→ **INVOERRECORDS**
:::::

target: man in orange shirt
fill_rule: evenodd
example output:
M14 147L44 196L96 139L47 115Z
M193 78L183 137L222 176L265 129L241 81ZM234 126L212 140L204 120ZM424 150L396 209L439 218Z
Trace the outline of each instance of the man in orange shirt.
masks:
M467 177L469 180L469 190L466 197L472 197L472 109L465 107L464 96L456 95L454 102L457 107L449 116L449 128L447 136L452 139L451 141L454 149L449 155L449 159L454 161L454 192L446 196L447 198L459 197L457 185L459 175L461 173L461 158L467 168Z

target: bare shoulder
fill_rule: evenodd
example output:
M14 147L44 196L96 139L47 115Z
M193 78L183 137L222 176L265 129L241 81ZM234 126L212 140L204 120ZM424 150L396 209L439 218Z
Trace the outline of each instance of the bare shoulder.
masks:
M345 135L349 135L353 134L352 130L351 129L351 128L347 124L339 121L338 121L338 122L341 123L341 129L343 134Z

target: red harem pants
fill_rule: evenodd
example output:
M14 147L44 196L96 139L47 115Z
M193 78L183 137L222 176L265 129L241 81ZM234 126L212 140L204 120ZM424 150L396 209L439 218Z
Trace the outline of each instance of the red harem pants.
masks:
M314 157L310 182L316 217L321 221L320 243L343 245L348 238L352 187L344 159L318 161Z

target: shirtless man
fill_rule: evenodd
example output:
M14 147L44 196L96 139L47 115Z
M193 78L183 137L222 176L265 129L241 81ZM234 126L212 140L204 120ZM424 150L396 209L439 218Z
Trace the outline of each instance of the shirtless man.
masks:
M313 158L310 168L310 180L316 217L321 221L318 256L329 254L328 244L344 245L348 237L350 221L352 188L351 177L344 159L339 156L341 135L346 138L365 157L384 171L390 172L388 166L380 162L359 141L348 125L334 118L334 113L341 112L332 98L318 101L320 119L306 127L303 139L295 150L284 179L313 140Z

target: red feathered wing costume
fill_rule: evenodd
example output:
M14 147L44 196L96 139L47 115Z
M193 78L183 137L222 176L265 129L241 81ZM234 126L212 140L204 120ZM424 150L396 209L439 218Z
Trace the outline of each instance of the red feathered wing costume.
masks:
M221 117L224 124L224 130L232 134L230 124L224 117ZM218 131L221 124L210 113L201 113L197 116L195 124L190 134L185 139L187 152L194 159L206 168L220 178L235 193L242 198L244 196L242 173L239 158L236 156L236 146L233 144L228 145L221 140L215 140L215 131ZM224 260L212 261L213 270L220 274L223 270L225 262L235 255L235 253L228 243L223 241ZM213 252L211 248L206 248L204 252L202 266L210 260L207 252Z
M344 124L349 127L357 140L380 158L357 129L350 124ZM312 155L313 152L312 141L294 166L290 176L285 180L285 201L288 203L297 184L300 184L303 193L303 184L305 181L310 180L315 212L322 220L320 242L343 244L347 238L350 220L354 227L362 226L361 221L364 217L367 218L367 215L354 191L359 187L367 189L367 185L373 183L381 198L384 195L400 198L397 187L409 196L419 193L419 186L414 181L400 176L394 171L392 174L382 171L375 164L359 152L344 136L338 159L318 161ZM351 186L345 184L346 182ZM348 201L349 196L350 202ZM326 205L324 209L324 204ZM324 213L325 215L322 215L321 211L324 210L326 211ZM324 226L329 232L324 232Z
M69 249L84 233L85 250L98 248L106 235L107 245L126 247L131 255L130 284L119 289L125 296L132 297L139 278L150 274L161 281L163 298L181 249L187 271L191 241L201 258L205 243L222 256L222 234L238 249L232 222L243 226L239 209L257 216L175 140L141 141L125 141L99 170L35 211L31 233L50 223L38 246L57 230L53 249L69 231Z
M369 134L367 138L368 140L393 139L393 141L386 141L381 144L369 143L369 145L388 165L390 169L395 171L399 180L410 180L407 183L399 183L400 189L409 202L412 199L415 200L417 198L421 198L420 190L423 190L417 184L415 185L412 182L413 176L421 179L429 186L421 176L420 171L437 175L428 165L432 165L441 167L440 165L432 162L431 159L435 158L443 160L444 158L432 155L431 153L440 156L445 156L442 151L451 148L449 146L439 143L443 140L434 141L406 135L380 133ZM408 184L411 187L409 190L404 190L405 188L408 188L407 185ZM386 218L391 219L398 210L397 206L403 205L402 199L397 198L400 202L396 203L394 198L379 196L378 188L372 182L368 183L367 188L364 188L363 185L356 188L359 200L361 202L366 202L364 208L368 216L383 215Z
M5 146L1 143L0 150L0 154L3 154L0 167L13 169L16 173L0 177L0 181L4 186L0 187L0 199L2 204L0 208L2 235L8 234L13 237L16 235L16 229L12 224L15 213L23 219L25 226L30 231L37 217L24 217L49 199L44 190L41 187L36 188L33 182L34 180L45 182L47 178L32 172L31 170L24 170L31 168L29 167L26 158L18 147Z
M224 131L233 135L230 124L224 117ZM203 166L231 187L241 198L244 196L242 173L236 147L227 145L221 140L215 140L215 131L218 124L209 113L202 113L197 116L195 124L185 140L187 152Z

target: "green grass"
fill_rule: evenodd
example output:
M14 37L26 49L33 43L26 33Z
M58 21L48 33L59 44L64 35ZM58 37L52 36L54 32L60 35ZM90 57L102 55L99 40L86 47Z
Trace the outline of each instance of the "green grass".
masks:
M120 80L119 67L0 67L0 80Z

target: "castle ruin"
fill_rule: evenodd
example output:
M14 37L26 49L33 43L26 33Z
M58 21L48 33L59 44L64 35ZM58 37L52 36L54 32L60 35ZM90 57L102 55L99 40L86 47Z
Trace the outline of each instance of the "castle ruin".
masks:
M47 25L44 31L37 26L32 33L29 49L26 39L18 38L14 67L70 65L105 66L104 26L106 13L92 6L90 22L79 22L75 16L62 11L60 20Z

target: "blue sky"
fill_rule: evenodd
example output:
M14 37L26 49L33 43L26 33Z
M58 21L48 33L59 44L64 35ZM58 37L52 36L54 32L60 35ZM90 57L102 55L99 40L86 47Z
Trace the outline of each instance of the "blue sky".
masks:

:::::

Geef alle records hierboven regel voor regel ongewijzigd weer.

target: man in orange shirt
fill_rule: evenodd
example output:
M14 147L44 196L96 139L47 115Z
M193 78L183 137L222 176L265 129L241 81ZM234 126L212 140L204 120ZM424 150L396 209L439 218Z
Trace the outline of each instance of the man in orange shirt.
masks:
M467 177L469 180L469 190L466 197L472 197L472 109L465 107L464 96L456 95L454 102L457 107L449 116L449 128L447 136L452 139L451 141L454 149L449 155L449 159L454 161L454 192L446 196L447 198L459 197L457 185L459 175L461 173L461 158L467 168Z

target: bare shoulder
fill_rule: evenodd
example output:
M14 147L44 196L96 139L47 115Z
M193 78L183 137L222 176L265 129L241 81ZM234 126L212 140L204 120ZM424 150L396 209L439 218Z
Trace the outline of each instance of the bare shoulder.
masks:
M345 135L349 135L353 134L352 130L351 129L351 128L347 124L339 121L338 121L338 122L341 123L341 129L343 134Z

target: red harem pants
fill_rule: evenodd
example output:
M14 147L44 196L96 139L47 115Z
M193 78L183 137L222 176L265 129L241 81ZM234 126L212 140L204 120ZM424 150L396 209L439 218Z
Trace the outline of each instance of the red harem pants.
masks:
M314 157L310 182L316 217L321 221L320 243L343 245L348 238L352 187L344 159L318 161Z

target: shirtless man
fill_rule: evenodd
example output:
M14 147L44 196L96 139L47 115Z
M193 78L183 137L222 176L265 129L241 81ZM234 126L212 140L204 120ZM424 150L396 209L439 218Z
Trace the outline of each instance of the shirtless man.
masks:
M313 158L310 168L310 180L316 217L321 221L318 256L329 254L328 244L344 245L348 237L350 221L352 188L351 177L344 159L339 156L341 135L346 138L365 157L384 171L390 172L388 166L380 162L359 141L348 125L334 118L334 113L341 112L332 98L318 101L320 119L306 127L303 139L295 150L284 179L313 140Z

target: red feathered wing costume
fill_rule: evenodd
example output:
M14 147L44 196L96 139L47 115Z
M193 78L183 137L222 176L265 129L241 81ZM234 126L212 140L204 120ZM424 150L396 209L439 218Z
Trace the outline of each instance of the red feathered wing costume.
masks:
M221 117L224 124L224 130L232 134L230 124L224 117ZM218 131L221 124L210 113L201 113L197 116L195 124L190 134L185 139L187 152L194 159L206 168L220 178L235 193L242 198L244 196L242 173L239 158L236 156L236 146L233 144L228 145L221 140L215 140L215 131ZM224 260L212 261L213 270L220 274L223 270L225 262L235 255L235 253L228 243L223 241ZM213 252L211 248L206 248L204 252L202 266L210 260L207 252Z
M344 124L349 127L357 140L380 158L357 129L350 124ZM312 155L313 152L312 141L294 166L290 176L285 180L285 201L288 203L297 184L300 184L303 193L303 184L305 181L310 180L315 212L322 220L320 242L343 244L347 238L350 220L354 227L362 226L361 221L364 217L367 218L367 215L354 191L359 187L367 189L367 185L373 183L381 198L384 195L400 198L397 187L409 196L419 193L419 186L414 181L400 176L394 171L392 174L382 171L375 164L359 152L344 136L338 159L318 161ZM351 186L345 184L346 182ZM348 201L349 196L350 202ZM326 205L324 209L324 204ZM324 213L325 215L322 215L321 211L324 210L326 211ZM324 226L329 232L324 232Z
M69 249L84 233L85 250L98 248L106 235L107 245L126 247L131 255L130 284L119 289L125 296L132 297L139 278L150 274L161 281L163 298L181 249L187 271L191 241L201 258L205 243L222 256L222 234L238 249L232 222L243 226L239 209L257 216L175 140L141 141L125 141L99 170L35 211L31 233L50 223L38 246L57 230L53 249L69 231Z
M369 134L367 138L368 140L393 139L393 141L386 141L381 144L369 143L369 145L388 165L390 169L395 171L399 180L410 180L407 183L399 183L400 189L409 202L412 199L415 200L417 198L421 198L420 190L423 190L417 184L415 185L412 182L413 176L421 179L429 186L421 176L420 171L437 175L428 165L432 165L441 167L440 165L432 162L431 159L435 158L443 160L444 158L432 155L431 153L440 156L445 156L442 151L451 148L449 146L439 143L443 140L434 141L406 135L380 133ZM408 184L411 187L409 190L404 190L405 188L408 188L407 185ZM386 218L391 219L398 210L397 206L403 205L402 199L397 198L400 202L396 203L394 198L379 196L378 188L372 182L368 183L367 188L364 188L363 185L356 188L359 200L361 202L366 202L364 208L368 216L383 215Z
M5 146L1 143L0 150L0 154L3 154L0 167L13 169L16 173L0 177L0 181L4 186L0 187L0 199L2 204L0 208L2 235L8 234L13 237L16 235L16 229L12 224L15 213L23 219L25 226L30 231L37 217L24 217L49 199L44 190L41 187L36 188L33 182L34 180L45 182L47 178L32 172L31 170L24 170L31 168L29 167L26 158L18 147Z
M224 131L233 135L230 124L224 117ZM203 166L231 187L241 198L244 196L242 173L236 147L227 145L221 140L215 140L215 131L218 124L209 113L202 113L197 116L195 124L185 140L187 152Z

target: "green grass"
fill_rule: evenodd
example output:
M14 37L26 49L33 43L26 33Z
M58 21L48 33L59 44L64 35ZM58 37L52 36L54 32L60 35ZM90 57L102 55L99 40L86 47Z
Trace the outline of each instance of the "green grass".
masks:
M120 80L119 67L0 67L0 80Z

target: "castle ruin"
fill_rule: evenodd
example output:
M14 37L26 49L33 43L26 33Z
M58 21L48 33L59 44L64 35ZM58 37L52 36L54 32L60 35ZM90 57L102 55L99 40L86 47Z
Trace the outline of each instance of the "castle ruin".
masks:
M47 25L44 31L37 26L32 33L29 49L26 39L18 38L14 67L70 65L105 66L104 26L106 13L92 6L90 22L79 22L75 16L62 11L60 20Z

target: "blue sky"
fill_rule: evenodd
example output:
M14 37L26 49L33 43L26 33Z
M58 21L48 33L59 44L64 35ZM58 37L52 36L54 32L60 35ZM90 57L102 55L99 40L86 47Z
Trace the outline of each instance of the "blue sky".
masks:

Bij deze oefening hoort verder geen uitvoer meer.